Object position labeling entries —

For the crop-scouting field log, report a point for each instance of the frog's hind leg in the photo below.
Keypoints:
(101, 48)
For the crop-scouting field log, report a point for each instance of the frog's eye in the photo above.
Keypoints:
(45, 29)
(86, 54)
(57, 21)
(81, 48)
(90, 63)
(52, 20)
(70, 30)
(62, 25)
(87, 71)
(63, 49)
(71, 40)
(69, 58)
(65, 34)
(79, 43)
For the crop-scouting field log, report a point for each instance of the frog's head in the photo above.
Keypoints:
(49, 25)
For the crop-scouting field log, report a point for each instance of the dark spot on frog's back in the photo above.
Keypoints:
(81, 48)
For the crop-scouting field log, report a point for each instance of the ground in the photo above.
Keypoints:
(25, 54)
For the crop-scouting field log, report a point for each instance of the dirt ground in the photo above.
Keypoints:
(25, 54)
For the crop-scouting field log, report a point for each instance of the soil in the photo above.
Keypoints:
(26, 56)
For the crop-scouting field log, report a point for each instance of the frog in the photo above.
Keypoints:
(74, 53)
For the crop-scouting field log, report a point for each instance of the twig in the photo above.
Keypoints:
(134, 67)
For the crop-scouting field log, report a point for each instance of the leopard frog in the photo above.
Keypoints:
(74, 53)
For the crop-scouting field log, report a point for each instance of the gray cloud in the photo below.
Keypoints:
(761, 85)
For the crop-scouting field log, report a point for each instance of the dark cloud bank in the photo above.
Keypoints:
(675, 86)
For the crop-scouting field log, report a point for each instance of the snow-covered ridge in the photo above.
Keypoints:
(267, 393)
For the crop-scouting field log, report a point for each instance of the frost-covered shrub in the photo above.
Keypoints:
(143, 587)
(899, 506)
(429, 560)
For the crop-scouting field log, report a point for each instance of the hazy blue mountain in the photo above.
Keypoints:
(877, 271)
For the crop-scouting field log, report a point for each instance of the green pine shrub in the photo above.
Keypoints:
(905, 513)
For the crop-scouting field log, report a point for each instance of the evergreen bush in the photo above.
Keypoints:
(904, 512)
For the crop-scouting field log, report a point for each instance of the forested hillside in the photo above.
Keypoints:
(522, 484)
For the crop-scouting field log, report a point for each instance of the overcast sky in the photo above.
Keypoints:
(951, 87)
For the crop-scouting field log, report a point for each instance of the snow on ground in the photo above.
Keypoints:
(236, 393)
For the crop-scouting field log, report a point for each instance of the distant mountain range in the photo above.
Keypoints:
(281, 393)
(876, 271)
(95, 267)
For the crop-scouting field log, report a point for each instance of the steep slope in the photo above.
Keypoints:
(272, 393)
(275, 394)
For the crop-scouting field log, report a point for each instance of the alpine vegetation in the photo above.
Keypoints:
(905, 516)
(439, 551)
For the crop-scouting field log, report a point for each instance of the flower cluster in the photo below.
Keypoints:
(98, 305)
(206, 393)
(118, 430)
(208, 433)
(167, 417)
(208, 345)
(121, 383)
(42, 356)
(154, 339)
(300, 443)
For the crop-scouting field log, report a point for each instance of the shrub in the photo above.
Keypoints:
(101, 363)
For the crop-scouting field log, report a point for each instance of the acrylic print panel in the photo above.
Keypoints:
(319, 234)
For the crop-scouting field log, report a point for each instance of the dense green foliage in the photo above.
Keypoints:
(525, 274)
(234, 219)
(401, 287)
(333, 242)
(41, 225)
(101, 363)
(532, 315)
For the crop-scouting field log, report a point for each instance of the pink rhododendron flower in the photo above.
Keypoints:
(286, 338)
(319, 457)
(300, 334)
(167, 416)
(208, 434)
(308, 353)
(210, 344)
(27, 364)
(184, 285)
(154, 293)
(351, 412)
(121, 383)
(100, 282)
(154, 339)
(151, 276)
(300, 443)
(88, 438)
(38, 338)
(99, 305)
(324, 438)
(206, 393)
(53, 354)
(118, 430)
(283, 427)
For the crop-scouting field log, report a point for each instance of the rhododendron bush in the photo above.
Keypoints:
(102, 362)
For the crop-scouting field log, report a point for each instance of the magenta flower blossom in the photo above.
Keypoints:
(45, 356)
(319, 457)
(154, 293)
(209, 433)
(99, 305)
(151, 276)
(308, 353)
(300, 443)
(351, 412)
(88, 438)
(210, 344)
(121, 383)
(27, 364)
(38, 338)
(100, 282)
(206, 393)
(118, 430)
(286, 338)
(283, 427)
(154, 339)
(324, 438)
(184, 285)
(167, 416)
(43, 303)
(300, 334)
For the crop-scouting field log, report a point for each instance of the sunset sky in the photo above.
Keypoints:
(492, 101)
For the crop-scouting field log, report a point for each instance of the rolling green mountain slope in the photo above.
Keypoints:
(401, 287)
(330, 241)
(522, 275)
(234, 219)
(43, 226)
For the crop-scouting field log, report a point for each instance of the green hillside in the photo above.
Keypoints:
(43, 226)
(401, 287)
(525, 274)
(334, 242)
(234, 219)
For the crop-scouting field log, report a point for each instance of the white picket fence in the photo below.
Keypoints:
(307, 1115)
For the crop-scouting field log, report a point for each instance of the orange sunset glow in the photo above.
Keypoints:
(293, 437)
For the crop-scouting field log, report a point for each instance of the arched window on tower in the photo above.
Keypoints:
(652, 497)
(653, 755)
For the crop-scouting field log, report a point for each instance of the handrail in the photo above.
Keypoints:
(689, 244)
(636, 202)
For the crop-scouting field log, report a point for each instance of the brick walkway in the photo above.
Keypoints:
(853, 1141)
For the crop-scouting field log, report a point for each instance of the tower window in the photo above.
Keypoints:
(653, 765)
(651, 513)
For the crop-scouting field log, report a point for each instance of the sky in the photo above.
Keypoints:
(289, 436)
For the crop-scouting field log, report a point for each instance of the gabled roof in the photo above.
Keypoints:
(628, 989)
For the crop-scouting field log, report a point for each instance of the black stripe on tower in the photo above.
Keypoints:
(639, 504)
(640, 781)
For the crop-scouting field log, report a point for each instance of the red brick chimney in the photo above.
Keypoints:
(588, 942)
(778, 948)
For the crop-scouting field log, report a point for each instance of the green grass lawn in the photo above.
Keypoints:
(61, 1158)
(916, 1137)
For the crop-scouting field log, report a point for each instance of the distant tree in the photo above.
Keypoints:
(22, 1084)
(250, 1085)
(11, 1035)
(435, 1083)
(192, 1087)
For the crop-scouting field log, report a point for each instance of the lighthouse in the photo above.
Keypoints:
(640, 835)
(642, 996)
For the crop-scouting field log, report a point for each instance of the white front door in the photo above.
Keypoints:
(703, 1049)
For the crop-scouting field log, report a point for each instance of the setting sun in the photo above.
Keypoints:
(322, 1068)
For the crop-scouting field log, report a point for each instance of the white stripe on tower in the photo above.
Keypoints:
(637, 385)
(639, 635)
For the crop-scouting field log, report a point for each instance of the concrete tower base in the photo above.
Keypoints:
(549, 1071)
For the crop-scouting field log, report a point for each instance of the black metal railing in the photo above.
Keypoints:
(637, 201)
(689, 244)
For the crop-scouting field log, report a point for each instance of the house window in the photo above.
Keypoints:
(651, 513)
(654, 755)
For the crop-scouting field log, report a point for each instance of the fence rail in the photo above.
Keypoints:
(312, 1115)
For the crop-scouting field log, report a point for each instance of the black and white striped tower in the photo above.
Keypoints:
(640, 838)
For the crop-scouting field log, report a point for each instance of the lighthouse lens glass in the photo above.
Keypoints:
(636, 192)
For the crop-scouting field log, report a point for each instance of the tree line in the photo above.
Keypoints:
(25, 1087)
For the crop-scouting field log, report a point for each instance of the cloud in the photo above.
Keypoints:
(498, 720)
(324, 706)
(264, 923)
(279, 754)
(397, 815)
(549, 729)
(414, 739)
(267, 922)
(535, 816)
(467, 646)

GIVEN EXERCISE — Reproduce each of the entries above verbatim, line for line, without any changes.

RESPONSE BELOW —
For the crop-scouting field log, report a point for each instance of the frog's hind leg in the photo below.
Keypoints:
(101, 48)
For the crop-scouting field log, report a point for each instance of the frog's eye in the photo above.
Keypoints:
(45, 29)
(86, 54)
(57, 21)
(81, 48)
(90, 63)
(52, 20)
(70, 30)
(62, 25)
(87, 71)
(63, 49)
(71, 40)
(69, 58)
(65, 34)
(79, 43)
For the crop-scouting field log, report a point for each instance of the frog's head in the photo above.
Keypoints:
(49, 25)
For the crop-scouting field log, report a point for each instance of the dark spot on frog's back in the photo above.
Keypoints:
(81, 48)
For the crop-scouting field log, report a point for each instance of the ground in the photo above.
Keypoints:
(25, 54)
For the crop-scouting field log, report a point for each instance of the dirt ground in the photo above.
Keypoints:
(25, 54)
For the crop-scouting field log, report a point for each instance of the soil in the photo above.
Keypoints:
(26, 56)
For the crop-scouting field log, report a point for each instance of the frog in the photo above.
Keypoints:
(74, 53)
For the crop-scouting field log, report a point for each instance of the twig in the photo above.
Keypoints:
(134, 67)
For the crop-scouting field log, report a point for each instance of the leopard frog in the photo above.
Keypoints:
(74, 53)
For the crop-scouting field log, report a point for each instance of the gray cloud in the photo below.
Keypoints:
(761, 85)
For the crop-scouting field log, report a point for each instance of the dark cloud bank in the photo above.
Keypoints:
(675, 86)
For the crop-scouting field log, report a point for each instance of the snow-covered ridge in the photo above.
Keypoints:
(267, 393)
For the crop-scouting field log, report a point for each instance of the frost-covered shrub in the photo above.
Keypoints:
(143, 587)
(899, 506)
(429, 560)
For the crop-scouting field log, report a point for each instance of the hazy blue mountain in the photo above.
Keypoints:
(877, 271)
For the crop-scouting field log, report a point for each instance of the green pine shrub in the photo above.
Keypoints:
(905, 513)
For the crop-scouting field log, report a point for each instance of the evergreen bush in the photo above.
Keypoints:
(904, 512)
For the crop-scouting field log, report a point for each instance of the forested hillside in the photo above.
Keypoints:
(522, 484)
For the crop-scouting field log, report a point for each instance of the overcast sky in the photo above.
Keypoints:
(951, 87)
For the crop-scouting field log, report a point for each instance of the snow on ground in the photo above.
Keypoints:
(236, 393)
For the crop-scouting field log, report a point for each instance of the distant mountain range in the photo above.
Keypoints:
(281, 393)
(876, 271)
(95, 267)
For the crop-scouting field log, report a point for each instance of the steep slope in the photo above.
Keypoints:
(272, 393)
(275, 394)
For the crop-scouting field log, report a point for each instance of the alpine vegetation in the photo above.
Keypoints:
(905, 516)
(439, 551)
For the crop-scouting field log, report a point for each instance of the flower cluster in the photo below.
Keypoints:
(98, 305)
(206, 393)
(118, 430)
(208, 433)
(167, 417)
(208, 345)
(121, 383)
(42, 356)
(154, 339)
(300, 443)
For the crop-scouting field log, report a point for each instance of the shrub in the photo above.
Keypoints:
(101, 363)
For the crop-scouting field log, report a point for each instance of the acrylic print panel in the photo above.
Keypoints:
(319, 234)
For the crop-scouting field log, report a point for each instance of the dense green foliage in the photo above.
Keypoints:
(525, 274)
(234, 219)
(401, 287)
(333, 242)
(41, 225)
(101, 363)
(532, 315)
For the crop-scouting field log, report a point for each instance of the pink rhododendron flower in the photo above.
Keypoints:
(286, 338)
(319, 457)
(300, 334)
(167, 416)
(208, 434)
(308, 353)
(210, 344)
(27, 364)
(184, 285)
(154, 293)
(351, 412)
(121, 383)
(100, 282)
(154, 339)
(151, 276)
(300, 443)
(88, 438)
(38, 338)
(99, 305)
(324, 438)
(206, 393)
(53, 354)
(118, 430)
(283, 427)
For the crop-scouting field log, report a point for each instance of the rhododendron bush in the photo above.
Keypoints:
(102, 362)
For the crop-scouting field log, report a point for each instance of the magenta flower blossom in the photo above.
Keypoints:
(45, 356)
(319, 457)
(154, 293)
(209, 433)
(99, 305)
(151, 276)
(308, 353)
(300, 443)
(351, 412)
(88, 438)
(210, 344)
(121, 383)
(27, 364)
(38, 338)
(100, 282)
(206, 393)
(118, 430)
(286, 338)
(283, 427)
(154, 339)
(324, 438)
(184, 285)
(167, 416)
(43, 303)
(300, 334)
For the crop-scouting field log, report a point for each instance of the sunset sky in the photo above.
Keypoints:
(492, 101)
For the crop-scouting field log, report a point for each instance of the rolling green mountain slope in the photo above.
Keypoints:
(401, 287)
(330, 241)
(522, 275)
(234, 219)
(43, 226)
For the crop-scouting field log, report a point for each instance of the green hillside in the photo above.
Keypoints:
(43, 226)
(401, 287)
(525, 274)
(334, 242)
(234, 219)
For the crop-scouting field log, report a point for each instance of the white picket fence in the photo below.
Keypoints:
(307, 1115)
For the crop-scouting field log, report a point for each instance of the orange sunset glow in the photo above.
Keypoints:
(293, 437)
For the crop-scouting field log, report a point for each instance of the arched window on tower in the photo above.
Keypoints:
(652, 497)
(653, 755)
For the crop-scouting field log, report a point for each instance of the handrail in the photo above.
Keypoints:
(689, 244)
(636, 202)
For the crop-scouting field log, report a point for each instance of the brick walkway in the photo above.
Keypoints:
(853, 1141)
For the crop-scouting field log, report a point for each instance of the tower window in the photo above.
Keypoints:
(653, 765)
(651, 513)
For the crop-scouting field log, report a point for each instance of the sky in the photo above.
Keypoints:
(289, 436)
For the crop-scouting field log, report a point for each instance of the gabled roof in the photo above.
Keypoints:
(628, 989)
For the crop-scouting field log, report a point for each instance of the black stripe on tower in the photo above.
Keypoints:
(639, 504)
(640, 781)
For the crop-scouting field log, report a point for each instance of the red brick chimney in the photo above.
Keypoints:
(588, 942)
(778, 948)
For the crop-scouting field log, report a point for each instance of the green grass lawn in the photo above.
Keypoints:
(61, 1158)
(916, 1137)
For the crop-scouting field log, report a point for each instance of the distant tree in the photo above.
Keypoints:
(22, 1084)
(250, 1085)
(11, 1035)
(435, 1083)
(192, 1087)
For the crop-scouting field log, report a point for each instance of the lighthouse in the photo above.
Keypoints:
(640, 835)
(642, 996)
For the crop-scouting field log, report a point for each instance of the white front door in the photo above.
Keypoints:
(703, 1049)
For the crop-scouting field log, report a point for each instance of the setting sun in the photo above.
Keypoints:
(322, 1068)
For the crop-scouting field log, report a point for each instance of the white stripe on tower in the photo above.
Keypoints:
(637, 385)
(639, 635)
For the crop-scouting field log, report a point for each instance of the concrete tower base in the photo above.
Keypoints:
(549, 1071)
For the crop-scouting field log, report a point for each instance of the black metal railing in the photo above.
Keypoints:
(637, 201)
(689, 244)
For the crop-scouting field log, report a point for each instance of the house window in the photo above.
Keypoints:
(651, 513)
(654, 755)
For the crop-scouting field log, report a point for each instance of the fence rail in the photo above.
Keypoints:
(312, 1115)
For the crop-scouting field log, report a point for each instance of the black and white striped tower in the photo above.
Keypoints:
(640, 838)
For the crop-scouting field log, report a point for each instance of the lighthouse lens glass in the photo above.
Keypoints:
(636, 192)
For the crop-scouting field log, report a point for each instance of the tree line in the photo above.
Keypoints:
(25, 1087)
For the crop-scouting field log, report a point for each instance of the cloud in the photo above.
Keypoints:
(498, 720)
(324, 706)
(264, 923)
(279, 754)
(397, 815)
(549, 729)
(414, 739)
(267, 922)
(535, 816)
(467, 646)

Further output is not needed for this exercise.